* Work required *
The records below hold a stretch from the line with "Target: dark navy pleated skirt" through the line with "pin the gold brocade"; return exactly those lines, ends included, and nothing more.

=== Begin Enclosure ===

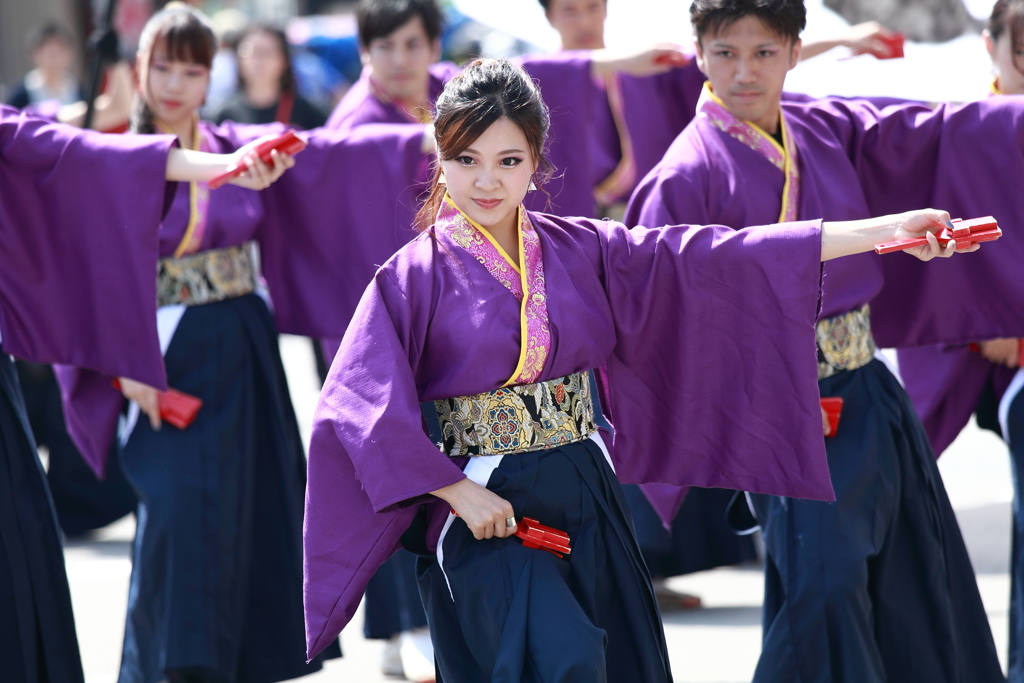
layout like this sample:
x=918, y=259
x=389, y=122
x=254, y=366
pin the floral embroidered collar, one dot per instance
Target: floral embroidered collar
x=783, y=157
x=199, y=199
x=525, y=284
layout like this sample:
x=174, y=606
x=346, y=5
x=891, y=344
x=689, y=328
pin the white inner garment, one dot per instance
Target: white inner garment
x=168, y=318
x=479, y=470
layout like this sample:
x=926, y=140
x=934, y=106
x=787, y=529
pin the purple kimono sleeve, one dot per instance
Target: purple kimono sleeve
x=673, y=194
x=715, y=367
x=368, y=456
x=331, y=221
x=968, y=160
x=79, y=213
x=944, y=383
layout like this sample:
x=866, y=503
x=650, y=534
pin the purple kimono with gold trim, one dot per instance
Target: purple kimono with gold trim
x=320, y=243
x=76, y=255
x=435, y=324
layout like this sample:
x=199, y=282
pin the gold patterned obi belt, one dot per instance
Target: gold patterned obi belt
x=518, y=419
x=206, y=276
x=845, y=342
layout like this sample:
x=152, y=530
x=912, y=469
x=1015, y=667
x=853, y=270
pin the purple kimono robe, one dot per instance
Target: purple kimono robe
x=858, y=161
x=435, y=324
x=945, y=382
x=76, y=255
x=318, y=237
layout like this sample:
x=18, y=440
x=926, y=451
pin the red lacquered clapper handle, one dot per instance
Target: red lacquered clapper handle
x=176, y=408
x=964, y=232
x=834, y=408
x=289, y=143
x=893, y=47
x=535, y=535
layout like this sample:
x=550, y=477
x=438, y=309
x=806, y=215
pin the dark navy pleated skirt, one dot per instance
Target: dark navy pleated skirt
x=699, y=538
x=877, y=587
x=37, y=627
x=500, y=611
x=392, y=599
x=216, y=585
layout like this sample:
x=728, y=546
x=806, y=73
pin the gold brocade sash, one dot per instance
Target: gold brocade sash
x=518, y=419
x=783, y=157
x=211, y=275
x=845, y=342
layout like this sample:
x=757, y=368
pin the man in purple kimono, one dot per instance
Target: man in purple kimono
x=879, y=586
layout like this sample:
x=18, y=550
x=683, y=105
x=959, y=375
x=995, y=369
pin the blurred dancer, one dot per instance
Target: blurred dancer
x=266, y=83
x=217, y=570
x=73, y=204
x=950, y=382
x=51, y=78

=== End Enclosure ===

* Answer section *
Target: dark navy pleated skirt
x=699, y=538
x=877, y=587
x=37, y=627
x=500, y=611
x=392, y=599
x=216, y=585
layout like this sample:
x=728, y=546
x=806, y=73
pin the gold brocade sash, one dot per instance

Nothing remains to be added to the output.